> _What to work on_:
Switch "green leaf" to "ivy leaf" in the records, starting at the line that contains "In the photo below, where" and ending at the line that contains "In the photo above, where can the textured", and give back only those lines with nothing else changed and the pictures left out.

> _Source material_:
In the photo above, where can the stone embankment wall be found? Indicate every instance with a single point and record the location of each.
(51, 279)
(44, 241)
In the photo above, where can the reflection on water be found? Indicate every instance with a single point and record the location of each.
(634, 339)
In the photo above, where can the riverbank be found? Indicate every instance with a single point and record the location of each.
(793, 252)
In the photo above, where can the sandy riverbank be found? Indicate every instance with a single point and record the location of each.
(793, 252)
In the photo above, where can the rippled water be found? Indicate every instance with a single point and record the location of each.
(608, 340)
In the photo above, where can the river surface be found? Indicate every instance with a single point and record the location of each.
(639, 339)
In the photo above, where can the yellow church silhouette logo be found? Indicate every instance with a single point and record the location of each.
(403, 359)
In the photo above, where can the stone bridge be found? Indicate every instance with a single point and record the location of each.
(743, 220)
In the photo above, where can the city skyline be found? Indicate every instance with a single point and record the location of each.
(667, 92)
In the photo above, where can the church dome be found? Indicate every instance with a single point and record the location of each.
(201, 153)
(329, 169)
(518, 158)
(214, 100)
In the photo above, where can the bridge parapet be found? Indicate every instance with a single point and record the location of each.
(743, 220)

...

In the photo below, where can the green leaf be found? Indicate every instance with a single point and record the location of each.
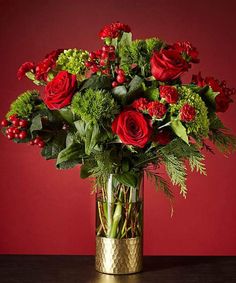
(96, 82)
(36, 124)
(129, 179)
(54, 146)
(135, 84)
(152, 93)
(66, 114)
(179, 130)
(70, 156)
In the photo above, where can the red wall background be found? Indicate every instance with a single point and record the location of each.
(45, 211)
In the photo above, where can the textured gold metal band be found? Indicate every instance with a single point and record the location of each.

> _Output of the exercise_:
In the photo below, where can the ivy leaf be found? Indicate every instance with a single point and record the location of each.
(96, 82)
(36, 124)
(129, 179)
(54, 146)
(135, 84)
(152, 93)
(66, 114)
(179, 130)
(70, 156)
In the photo above, where can the red wall background be found? Indicate every instance with a single point and record the location of each.
(45, 211)
In the photo above, where can the textured gold metal band be found? Indicate every instance with a single point and record the location of each.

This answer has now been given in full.